### Bloc de texte
++++

On pourroit en ce sens appeller proverbes tant d’apophtegmes & de maximes des sept sages de la Grece & des philosophes de l’antiquité. Et c’est sur le même fondement qu’on a donné le nom de proverbes à cet excellent recueil de maximes, qui fait partie des livres de l’ancien testament, sous le titre de proverbes de Salomon.

Par proverbes on entend communément une maxime concise, & qui renferme beaucoup de sens, mais énoncée dans un style familier, & qu’on n’employe guere que dans la conversation, tels que ceux-ci : qui trop embrasse mal étreint : chat échaudé craint l’eau tiede : un tiens vaut mieux que deux tu l’auras : il faut garder une poire pour la soif : à pere avare enfant prodigue : à bon chat bon rat, &c.

On nous a donné un recueil alphabétique des proverbes de cette derniere espece ; mais ce qui le rend presque inutile, c’est qu’on a négligé de rechercher l’origine de la plupart de ces manieres de parler proverbiales, ou d’expliquer ce qui y a donné occasion.

++++

### Entrées de données
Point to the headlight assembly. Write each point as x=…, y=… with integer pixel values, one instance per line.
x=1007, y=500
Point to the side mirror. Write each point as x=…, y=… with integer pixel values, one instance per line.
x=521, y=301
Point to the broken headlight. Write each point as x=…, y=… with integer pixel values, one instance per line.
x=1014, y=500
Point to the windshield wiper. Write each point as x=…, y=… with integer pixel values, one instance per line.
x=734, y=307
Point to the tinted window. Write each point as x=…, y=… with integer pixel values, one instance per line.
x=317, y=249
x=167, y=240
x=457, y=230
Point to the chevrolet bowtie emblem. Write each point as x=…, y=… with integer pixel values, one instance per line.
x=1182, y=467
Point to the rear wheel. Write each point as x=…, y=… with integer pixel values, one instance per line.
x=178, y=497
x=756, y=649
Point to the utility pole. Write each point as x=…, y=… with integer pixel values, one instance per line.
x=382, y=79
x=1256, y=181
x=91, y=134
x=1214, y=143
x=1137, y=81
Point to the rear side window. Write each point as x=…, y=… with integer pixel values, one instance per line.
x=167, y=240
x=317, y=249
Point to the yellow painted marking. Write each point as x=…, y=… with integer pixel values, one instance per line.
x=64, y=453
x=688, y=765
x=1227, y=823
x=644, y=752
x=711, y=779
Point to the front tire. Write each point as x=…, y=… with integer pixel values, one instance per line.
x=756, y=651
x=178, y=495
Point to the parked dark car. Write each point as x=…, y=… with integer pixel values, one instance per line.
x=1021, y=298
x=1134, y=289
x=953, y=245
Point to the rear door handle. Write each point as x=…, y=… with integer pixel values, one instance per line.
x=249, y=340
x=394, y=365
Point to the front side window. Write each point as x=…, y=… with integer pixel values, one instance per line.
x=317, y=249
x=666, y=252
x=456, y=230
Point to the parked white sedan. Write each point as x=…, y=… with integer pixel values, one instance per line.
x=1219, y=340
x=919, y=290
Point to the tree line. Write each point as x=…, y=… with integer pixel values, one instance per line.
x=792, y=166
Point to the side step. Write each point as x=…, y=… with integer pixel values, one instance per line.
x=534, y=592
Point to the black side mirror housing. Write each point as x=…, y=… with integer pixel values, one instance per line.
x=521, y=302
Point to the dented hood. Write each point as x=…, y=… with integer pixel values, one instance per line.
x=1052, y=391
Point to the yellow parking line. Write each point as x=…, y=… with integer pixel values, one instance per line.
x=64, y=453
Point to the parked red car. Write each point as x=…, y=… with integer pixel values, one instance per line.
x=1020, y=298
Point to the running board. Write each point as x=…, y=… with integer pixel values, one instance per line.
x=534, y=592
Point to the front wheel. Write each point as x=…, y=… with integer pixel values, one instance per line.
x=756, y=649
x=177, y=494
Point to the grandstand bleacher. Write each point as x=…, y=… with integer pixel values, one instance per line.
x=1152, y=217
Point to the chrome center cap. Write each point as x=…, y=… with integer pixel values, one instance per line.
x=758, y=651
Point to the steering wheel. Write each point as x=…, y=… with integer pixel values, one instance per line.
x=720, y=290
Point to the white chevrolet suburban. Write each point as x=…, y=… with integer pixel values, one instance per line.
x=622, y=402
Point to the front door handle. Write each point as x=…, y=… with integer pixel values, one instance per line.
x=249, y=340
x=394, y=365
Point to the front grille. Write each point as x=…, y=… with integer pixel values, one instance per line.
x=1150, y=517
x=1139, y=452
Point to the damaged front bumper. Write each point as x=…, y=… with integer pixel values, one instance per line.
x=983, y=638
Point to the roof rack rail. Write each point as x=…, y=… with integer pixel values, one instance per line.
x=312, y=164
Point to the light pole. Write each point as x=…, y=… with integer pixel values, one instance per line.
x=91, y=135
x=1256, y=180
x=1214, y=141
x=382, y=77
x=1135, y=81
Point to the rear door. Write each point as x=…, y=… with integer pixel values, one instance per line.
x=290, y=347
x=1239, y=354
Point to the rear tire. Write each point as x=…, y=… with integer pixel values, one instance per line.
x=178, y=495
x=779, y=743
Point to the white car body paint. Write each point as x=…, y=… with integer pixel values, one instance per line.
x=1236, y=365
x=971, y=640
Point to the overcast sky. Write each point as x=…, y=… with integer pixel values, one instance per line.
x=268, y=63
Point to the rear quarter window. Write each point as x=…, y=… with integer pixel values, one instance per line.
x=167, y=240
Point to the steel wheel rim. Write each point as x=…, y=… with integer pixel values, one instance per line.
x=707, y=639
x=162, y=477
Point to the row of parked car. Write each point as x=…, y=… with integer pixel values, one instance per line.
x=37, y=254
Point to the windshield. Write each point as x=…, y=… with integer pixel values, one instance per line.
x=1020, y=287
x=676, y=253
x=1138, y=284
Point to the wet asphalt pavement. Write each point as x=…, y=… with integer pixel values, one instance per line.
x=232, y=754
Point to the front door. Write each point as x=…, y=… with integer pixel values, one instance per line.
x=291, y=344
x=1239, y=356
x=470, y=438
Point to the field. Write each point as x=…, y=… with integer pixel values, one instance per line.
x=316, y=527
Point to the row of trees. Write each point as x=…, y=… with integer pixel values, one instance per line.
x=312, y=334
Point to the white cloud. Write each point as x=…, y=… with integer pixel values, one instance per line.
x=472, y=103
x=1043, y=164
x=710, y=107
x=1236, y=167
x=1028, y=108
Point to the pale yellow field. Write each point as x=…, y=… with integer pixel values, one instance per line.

++++

### Consigne
Prolongez le texte sur les proverbes à la suite de sa dernière phrase.

### Réponse attendue
Proverbes, (Théol.) nom d’un des livres canoniques de l’ancien testament. C’est un recueil des sentences morales & de maximes de conduite pour tous les états de la vie, que l’on attribue à Salomon.

Cependant quelques critiques, & entr’autres Grotius, ont douté que Salomon fût l’auteur de ce livre. Ils avouent que ce prince fit faire pour son usage une compilation de ce qu’il y avoit alors de plus beau en fait de morale dans les anciens écrivains de sa nation, mais que sous Ezéchias on grossit ce recueil de ce qui avoit été écrit d’utile depuis Salomon, & que ce furent Eliacim, Sobna & Joaké qui firent alors cette compilation. Grotius apporte en preuve de cette opinion, qu’on remarque dans les diverses parties de ce livre une différence palpable de style. Les neufs premiers chapitres qui ont pour titre paraboles de Salomon, sont écrits en forme de discours suivi ; mais au chap. X. quoique ce soit le même titre, le style est tout nouveau, coupé & plein d’antitheses : ce qui continue jusqu’au verset 17 du chap. xxij. où l’on trouve un style plus semblable à celui des neuf premiers chapitres ; mais il redevient court & sententieux au vingt-troisieme verset du chap. xxjv. Enfin au commencement du chap. xxv. on lit ces mots : voici les paroles qui furent recueillies & compilées par les gens d’Ezéchias, roi de Juda. Ce recueil va jusqu’au chap. xxx. On y lit : discours d’Agur, fils de Joaké. Enfin le chap. xxxj. & dernier a pour titre, discours du roi Lamuel.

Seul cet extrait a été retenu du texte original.